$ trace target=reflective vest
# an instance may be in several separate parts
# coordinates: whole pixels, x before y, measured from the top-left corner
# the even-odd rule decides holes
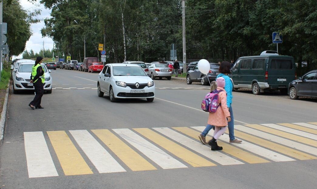
[[[42,66],[39,64],[36,64],[36,66],[33,66],[33,67],[32,67],[32,79],[34,78],[35,76],[36,75],[36,70],[37,69],[37,68],[39,66]],[[43,75],[40,76],[39,78],[41,78],[41,80],[42,80],[42,83],[44,83],[44,81],[45,79],[45,78],[44,77],[44,69],[43,69],[43,67],[42,67],[42,70],[43,70]],[[35,83],[37,81],[37,79],[35,81],[33,81],[33,83]]]

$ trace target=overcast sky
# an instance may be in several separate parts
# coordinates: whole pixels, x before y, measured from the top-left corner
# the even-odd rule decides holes
[[[46,9],[44,5],[39,3],[39,0],[37,0],[36,4],[39,6],[36,7],[36,5],[28,1],[28,0],[20,0],[20,3],[22,7],[25,9],[31,10],[32,9],[39,8],[42,11],[40,15],[38,17],[41,20],[41,22],[36,24],[32,24],[31,28],[33,35],[26,42],[25,49],[28,51],[33,49],[35,53],[39,52],[43,48],[43,41],[44,41],[44,48],[45,49],[52,49],[53,48],[53,40],[49,37],[42,37],[41,33],[41,29],[44,27],[43,19],[46,17],[50,16],[51,10]],[[18,57],[19,58],[22,58],[22,54]]]

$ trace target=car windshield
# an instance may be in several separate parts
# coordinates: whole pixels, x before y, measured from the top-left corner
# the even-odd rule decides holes
[[[210,69],[214,69],[214,70],[218,70],[219,69],[219,67],[220,66],[220,64],[210,64]]]
[[[33,64],[22,64],[19,67],[19,70],[18,71],[19,72],[32,72],[32,67],[34,66]],[[47,70],[46,69],[46,67],[44,66],[44,65],[41,65],[42,67],[44,69],[44,72],[47,72]]]
[[[157,68],[167,68],[168,67],[166,64],[155,64],[155,67]]]
[[[138,65],[140,66],[142,68],[146,68],[146,65],[144,63],[137,63],[136,62],[135,63],[133,62],[131,63],[131,64],[136,64],[137,65]]]
[[[143,69],[136,66],[114,66],[114,75],[119,76],[147,76]]]

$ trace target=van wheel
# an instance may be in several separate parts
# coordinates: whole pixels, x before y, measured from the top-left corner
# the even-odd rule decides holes
[[[289,90],[289,98],[292,100],[297,100],[298,99],[297,95],[297,90],[295,87],[293,87]]]
[[[257,83],[255,83],[252,85],[252,92],[256,95],[259,95],[261,93],[260,86]]]

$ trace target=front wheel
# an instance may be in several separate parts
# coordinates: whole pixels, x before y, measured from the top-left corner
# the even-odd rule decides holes
[[[148,102],[153,102],[154,100],[154,98],[146,98],[146,100]]]
[[[116,99],[114,97],[114,94],[113,94],[113,90],[112,88],[110,88],[110,91],[109,92],[109,97],[110,98],[110,101],[111,102],[114,102],[116,101]]]
[[[293,87],[289,90],[289,98],[292,100],[296,100],[298,99],[297,96],[297,90],[295,87]]]
[[[255,83],[252,85],[252,92],[256,95],[259,95],[261,93],[260,86],[257,83]]]

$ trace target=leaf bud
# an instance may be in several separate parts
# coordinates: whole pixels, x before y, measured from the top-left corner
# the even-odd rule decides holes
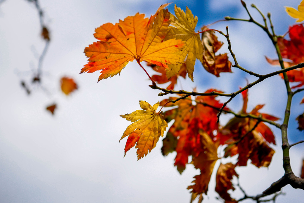
[[[243,5],[243,6],[246,7],[246,4],[242,0],[241,0],[241,3],[242,3],[242,5]]]

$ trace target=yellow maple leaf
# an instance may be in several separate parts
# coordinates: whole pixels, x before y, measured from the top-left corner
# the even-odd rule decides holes
[[[136,143],[138,160],[146,156],[155,147],[168,126],[162,112],[156,112],[159,102],[153,106],[144,101],[140,101],[139,104],[143,110],[120,116],[133,122],[128,126],[119,140],[130,135],[125,148],[125,155]]]
[[[304,20],[304,0],[300,3],[298,6],[298,10],[292,7],[285,6],[286,12],[291,17],[294,18],[298,19],[295,21],[301,22]]]
[[[194,70],[195,60],[197,58],[202,61],[202,53],[204,47],[202,44],[199,34],[195,29],[197,23],[197,16],[194,17],[188,7],[185,12],[175,5],[174,11],[176,17],[171,15],[171,29],[167,38],[176,38],[185,41],[186,45],[181,52],[181,59],[184,60],[187,57],[186,64],[188,75],[193,82],[193,72]],[[167,71],[168,78],[178,72],[181,64],[169,65],[171,71]]]
[[[85,49],[89,58],[80,73],[102,70],[98,81],[119,74],[129,61],[143,61],[168,68],[182,63],[180,59],[184,43],[171,39],[163,41],[170,28],[170,13],[161,9],[149,19],[136,13],[119,23],[104,24],[94,35],[100,40]]]

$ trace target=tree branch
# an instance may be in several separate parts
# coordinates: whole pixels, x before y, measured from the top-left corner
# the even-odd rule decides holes
[[[232,67],[237,68],[239,69],[244,71],[244,72],[245,72],[247,73],[249,73],[251,75],[254,75],[254,76],[258,77],[261,77],[261,75],[260,74],[252,72],[252,71],[248,71],[248,70],[243,68],[239,65],[238,63],[237,62],[237,58],[235,56],[235,54],[234,54],[232,51],[232,50],[231,48],[231,42],[230,41],[230,40],[229,38],[229,33],[228,31],[228,26],[226,26],[226,35],[224,34],[223,32],[221,32],[220,33],[224,35],[227,39],[227,42],[228,43],[228,49],[229,50],[229,51],[230,52],[230,53],[231,54],[231,56],[233,58],[233,61],[234,61],[234,65],[233,65]]]
[[[294,143],[293,144],[290,145],[289,146],[289,148],[290,148],[293,146],[295,146],[296,145],[297,145],[298,144],[300,144],[300,143],[302,143],[302,142],[304,142],[304,140],[302,140],[302,141],[299,141],[298,142],[297,142],[295,143]]]
[[[204,106],[206,106],[211,108],[212,108],[214,109],[217,110],[218,111],[219,111],[220,110],[220,109],[214,107],[211,105],[210,105],[210,104],[209,104],[205,102],[202,102],[197,100],[194,100],[194,101],[196,103],[200,103],[203,105],[204,105]],[[265,122],[265,123],[267,123],[271,125],[274,125],[278,128],[280,128],[281,127],[281,125],[278,123],[277,123],[275,122],[274,121],[261,117],[253,115],[252,114],[237,114],[230,110],[225,110],[224,109],[223,110],[223,111],[225,113],[233,114],[236,117],[238,118],[253,118],[254,119],[256,119],[258,121],[260,122]]]

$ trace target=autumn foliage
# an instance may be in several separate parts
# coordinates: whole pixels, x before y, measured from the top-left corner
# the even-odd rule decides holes
[[[241,1],[241,3],[247,10],[245,2]],[[286,8],[292,17],[298,19],[297,22],[304,19],[303,3],[304,1],[299,6],[298,11]],[[216,191],[225,202],[237,202],[239,200],[232,197],[228,192],[230,190],[234,190],[236,187],[233,181],[233,177],[239,177],[236,168],[250,163],[258,168],[269,166],[275,153],[272,145],[276,144],[270,125],[280,128],[282,137],[287,136],[291,98],[302,90],[299,88],[304,85],[304,66],[301,63],[304,62],[304,28],[302,24],[291,26],[288,32],[290,39],[287,39],[286,36],[277,36],[273,30],[269,30],[265,17],[265,25],[263,26],[250,16],[250,20],[247,21],[263,28],[278,53],[278,59],[267,58],[267,61],[281,68],[279,71],[261,75],[238,64],[231,49],[228,27],[226,34],[206,26],[202,28],[201,32],[196,31],[198,19],[191,11],[186,8],[184,11],[175,5],[173,14],[165,8],[169,4],[161,6],[150,17],[145,18],[144,14],[137,13],[115,24],[107,23],[96,29],[94,36],[98,41],[85,49],[88,62],[80,73],[100,71],[99,81],[119,74],[129,62],[136,61],[151,81],[150,87],[161,91],[159,96],[173,94],[176,96],[153,106],[145,101],[140,101],[141,110],[120,116],[132,123],[120,140],[127,138],[125,155],[135,146],[138,159],[147,156],[167,131],[163,140],[163,154],[166,156],[175,152],[174,165],[181,173],[189,164],[193,164],[200,171],[188,187],[192,193],[191,201],[198,197],[199,202],[202,200],[203,194],[207,194],[210,177],[214,173],[216,173]],[[255,6],[253,6],[256,8]],[[260,14],[264,17],[261,13]],[[271,23],[270,16],[269,15],[268,17]],[[243,20],[230,17],[226,17],[225,19]],[[230,54],[234,63],[232,66],[258,79],[231,94],[212,89],[203,93],[174,90],[179,77],[185,78],[188,75],[193,81],[196,59],[206,71],[217,77],[219,77],[221,72],[232,72],[232,63],[228,60],[229,54],[217,53],[224,43],[218,40],[216,33],[227,40]],[[148,73],[151,70],[150,68],[147,71],[141,63],[144,61],[154,71],[154,75],[152,76]],[[278,118],[262,113],[264,104],[258,104],[252,109],[248,110],[247,108],[248,89],[270,77],[279,74],[284,79],[282,81],[285,83],[290,98],[282,125],[276,122]],[[157,84],[168,82],[169,85],[166,88]],[[291,88],[289,82],[298,83]],[[69,90],[71,86],[74,86],[71,84],[65,89]],[[291,89],[295,89],[295,91],[291,92]],[[66,91],[69,92],[70,90]],[[227,104],[239,94],[242,95],[243,104],[236,113]],[[229,99],[223,103],[219,100],[220,96]],[[303,100],[301,103],[303,103]],[[159,106],[161,108],[158,111]],[[222,114],[231,114],[234,117],[225,124],[221,124],[219,121]],[[300,130],[304,126],[303,117],[301,114],[297,118]],[[171,124],[167,128],[169,123]],[[289,145],[287,138],[282,139],[283,145],[290,146],[282,149],[284,153],[287,153],[286,150],[292,145]],[[220,149],[223,149],[223,156],[218,153]],[[223,163],[225,158],[232,157],[237,157],[235,163]],[[290,163],[284,161],[284,168],[287,169]],[[221,163],[218,168],[215,168],[217,162]],[[293,173],[291,169],[288,170],[285,169],[284,175],[286,177]],[[288,177],[285,178],[292,180]],[[285,184],[285,180],[280,180],[278,181],[283,183],[280,185],[285,185],[271,186],[260,197],[278,192],[284,186],[289,184]],[[301,185],[299,183],[296,187],[303,189]],[[250,198],[244,194],[247,197],[243,199]]]

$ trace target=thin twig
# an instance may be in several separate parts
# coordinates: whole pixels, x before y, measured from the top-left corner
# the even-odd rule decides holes
[[[214,107],[211,105],[210,105],[210,104],[209,104],[206,103],[202,102],[199,101],[198,101],[197,100],[194,100],[194,101],[196,103],[200,103],[203,105],[204,105],[204,106],[209,107],[216,110],[217,110],[218,111],[219,111],[220,109],[219,108],[215,107]],[[267,123],[271,125],[274,125],[278,128],[280,128],[281,126],[281,125],[277,123],[272,121],[271,121],[270,120],[264,118],[263,117],[261,117],[260,116],[256,116],[252,114],[237,114],[230,110],[225,110],[225,109],[223,109],[223,111],[225,113],[233,114],[236,117],[238,118],[249,118],[257,119],[258,121]]]
[[[302,142],[304,142],[304,140],[302,140],[302,141],[299,141],[298,142],[297,142],[295,143],[294,143],[293,144],[290,145],[289,146],[289,148],[290,148],[293,146],[295,146],[296,145],[297,145],[298,144],[300,144],[300,143],[302,143]]]
[[[264,23],[265,24],[264,27],[266,28],[267,27],[267,21],[266,20],[266,18],[265,18],[265,16],[264,16],[264,14],[263,14],[263,13],[261,12],[261,11],[260,10],[260,9],[258,9],[257,7],[253,4],[251,5],[251,7],[257,10],[257,11],[258,12],[260,13],[260,14],[262,16],[262,17],[263,18],[263,20],[264,21]]]
[[[239,65],[238,63],[237,62],[237,58],[235,56],[235,54],[234,54],[234,53],[233,53],[232,51],[232,50],[231,48],[231,42],[230,41],[230,40],[229,39],[229,33],[228,32],[228,26],[226,26],[226,35],[223,33],[222,32],[221,32],[221,33],[220,33],[223,35],[227,39],[227,42],[228,43],[228,49],[229,50],[229,51],[230,52],[230,53],[231,54],[231,56],[233,58],[233,60],[234,61],[234,65],[233,65],[232,67],[237,68],[241,70],[244,71],[244,72],[245,72],[247,73],[249,73],[251,75],[254,75],[254,76],[258,77],[261,77],[261,75],[260,75],[254,73],[252,71],[248,71],[248,70],[247,70],[241,67],[240,65]]]
[[[302,92],[303,90],[304,90],[304,88],[298,89],[293,92],[293,94],[295,94],[300,92]]]

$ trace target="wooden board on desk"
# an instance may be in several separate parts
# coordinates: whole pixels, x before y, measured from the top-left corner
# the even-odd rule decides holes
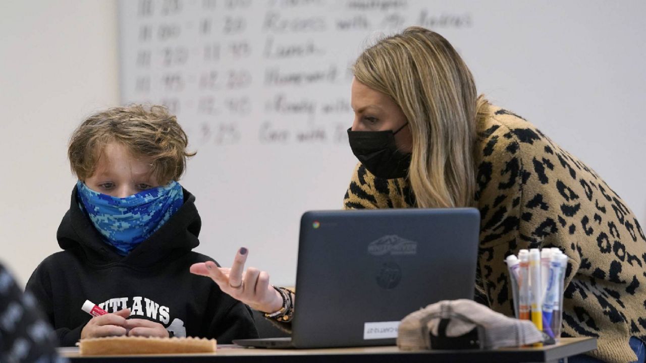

### Stated problem
List every line in the rows above that contains the string "leaf", counting uppercase and lowercase letters as different.

### Answer to this task
$ trace target=leaf bud
$ trace target=yellow maple leaf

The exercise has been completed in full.